TASK REQUIREMENTS:
Transcribe the following entries letter for letter, without the pictures.
(RECORDS SUPPLIED)
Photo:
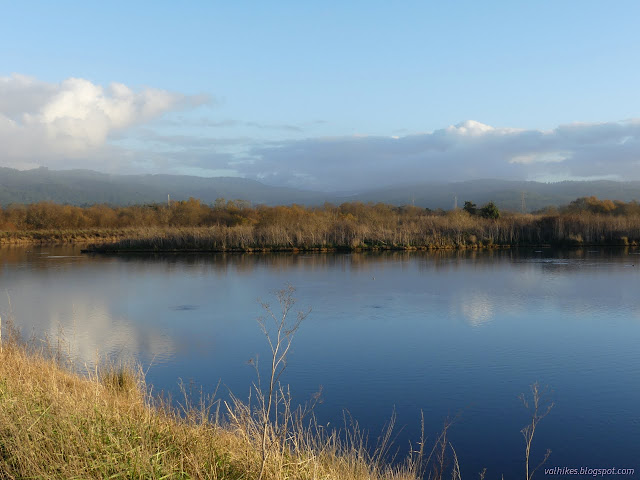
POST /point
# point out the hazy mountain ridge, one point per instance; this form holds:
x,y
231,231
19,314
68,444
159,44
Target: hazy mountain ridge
x,y
82,187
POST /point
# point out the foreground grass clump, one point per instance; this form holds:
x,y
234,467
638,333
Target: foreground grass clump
x,y
58,424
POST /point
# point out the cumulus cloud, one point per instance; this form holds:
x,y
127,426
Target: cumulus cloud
x,y
469,150
45,123
77,123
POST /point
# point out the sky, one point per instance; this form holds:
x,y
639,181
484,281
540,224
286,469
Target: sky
x,y
328,95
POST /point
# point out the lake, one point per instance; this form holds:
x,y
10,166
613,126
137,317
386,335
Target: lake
x,y
452,334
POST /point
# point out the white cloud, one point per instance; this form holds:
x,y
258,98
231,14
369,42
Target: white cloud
x,y
54,123
469,150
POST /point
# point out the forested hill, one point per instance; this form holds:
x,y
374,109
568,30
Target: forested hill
x,y
84,187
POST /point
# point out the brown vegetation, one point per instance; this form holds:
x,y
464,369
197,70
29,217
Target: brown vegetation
x,y
229,226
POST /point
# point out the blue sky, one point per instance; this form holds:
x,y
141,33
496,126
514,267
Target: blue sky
x,y
315,94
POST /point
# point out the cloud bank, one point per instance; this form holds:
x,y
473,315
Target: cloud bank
x,y
54,124
469,150
76,123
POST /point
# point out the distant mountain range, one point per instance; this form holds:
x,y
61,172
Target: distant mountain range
x,y
83,187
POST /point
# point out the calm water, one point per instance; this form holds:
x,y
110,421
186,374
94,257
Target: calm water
x,y
450,334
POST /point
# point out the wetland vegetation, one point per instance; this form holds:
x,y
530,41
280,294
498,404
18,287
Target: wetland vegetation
x,y
238,226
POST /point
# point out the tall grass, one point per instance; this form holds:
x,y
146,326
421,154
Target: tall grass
x,y
59,424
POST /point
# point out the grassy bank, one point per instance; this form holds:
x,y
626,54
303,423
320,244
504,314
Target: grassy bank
x,y
66,236
454,230
191,226
57,424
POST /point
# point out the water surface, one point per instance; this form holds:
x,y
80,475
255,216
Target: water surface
x,y
458,334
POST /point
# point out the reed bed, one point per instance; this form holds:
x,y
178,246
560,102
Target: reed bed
x,y
455,230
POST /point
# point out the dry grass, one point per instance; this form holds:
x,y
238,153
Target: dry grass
x,y
59,424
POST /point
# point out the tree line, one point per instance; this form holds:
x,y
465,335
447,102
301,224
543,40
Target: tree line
x,y
236,224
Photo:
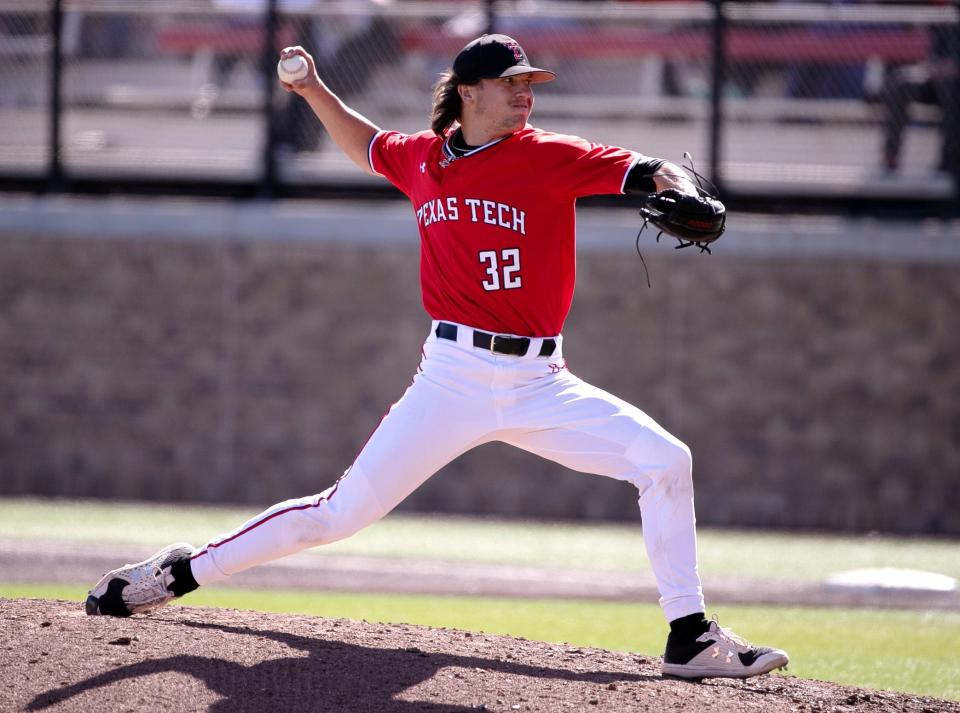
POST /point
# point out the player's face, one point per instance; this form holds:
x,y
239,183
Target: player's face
x,y
503,105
(End RECORDS SUPPLIED)
EXERCISE SOLUTION:
Photo:
POST /point
# point out the hazy mountain ridge, one point per instance; this form holds:
x,y
231,231
19,314
68,444
159,44
Target: hazy mountain ridge
x,y
82,187
POST /point
# point out the foreground grass clump, one point per instance; this form holds:
x,y
234,467
638,333
Target: foreground grass clump
x,y
58,424
POST /point
# point out the cumulus cloud, one point per instance; this form holds:
x,y
127,426
Target: cumulus cloud
x,y
469,150
45,123
77,123
POST /point
# point out the sky, one point per instance; this form holds:
x,y
639,181
484,281
540,224
286,469
Target: sky
x,y
328,95
POST /point
# point out the lake, one point per instance; this form holds:
x,y
10,166
613,126
137,317
386,335
Target: lake
x,y
452,334
POST /point
# point out the white cloud, one point per instance; this form holds:
x,y
258,98
231,14
369,42
Target: white cloud
x,y
54,123
469,150
POST /point
# point out the forested hill, one point per instance; this form holds:
x,y
374,109
568,30
Target: forested hill
x,y
84,187
POST /point
# point out the brown vegetation, one point per instance; this form holds:
x,y
464,369
197,70
29,217
Target: brown vegetation
x,y
229,226
POST /point
# point out the blue sky, one point per instance; this form holds:
x,y
141,33
496,126
514,267
Target: blue sky
x,y
315,94
POST /point
# point out the cloud bank, one point per instance; this form holds:
x,y
473,315
Target: cloud bank
x,y
54,124
469,150
76,123
POST /point
# point out the distant mountain range, one point per instance; this form holds:
x,y
61,172
Target: distant mountain range
x,y
83,187
POST /point
# point out the calm water, one point per instance; this form holds:
x,y
110,421
186,374
94,257
Target: calm water
x,y
450,334
POST /point
# point out the wetland vegetation, one point per instance; this form holds:
x,y
530,41
280,294
498,404
18,287
Target: wetland vegetation
x,y
238,226
POST /point
# point out the tall grass, one point per instance; this form holds:
x,y
146,326
421,154
Target: tall grass
x,y
59,424
POST /point
# point out the grassy bank, one point per instance; this form holds:
x,y
626,54
303,423
320,244
504,314
Target: grassy bank
x,y
66,236
454,230
191,226
57,424
POST /point
# point out the water surface, one point per instance; this form holds:
x,y
80,475
255,216
Target: water surface
x,y
458,334
POST /point
# point out the reed bed, one point per instance; this form holds:
x,y
178,246
560,102
Target: reed bed
x,y
455,230
POST /point
# point out the dry grass, one point per instance; this form holds:
x,y
238,153
Target: dry grass
x,y
59,424
POST /point
# point out the tree line, one point per instance; this form holds:
x,y
465,335
447,102
301,224
543,40
Target: tree line
x,y
236,224
Photo:
POST /point
# point out the player's face, one point per instance; this form holds:
x,y
239,183
Target: player's face
x,y
503,105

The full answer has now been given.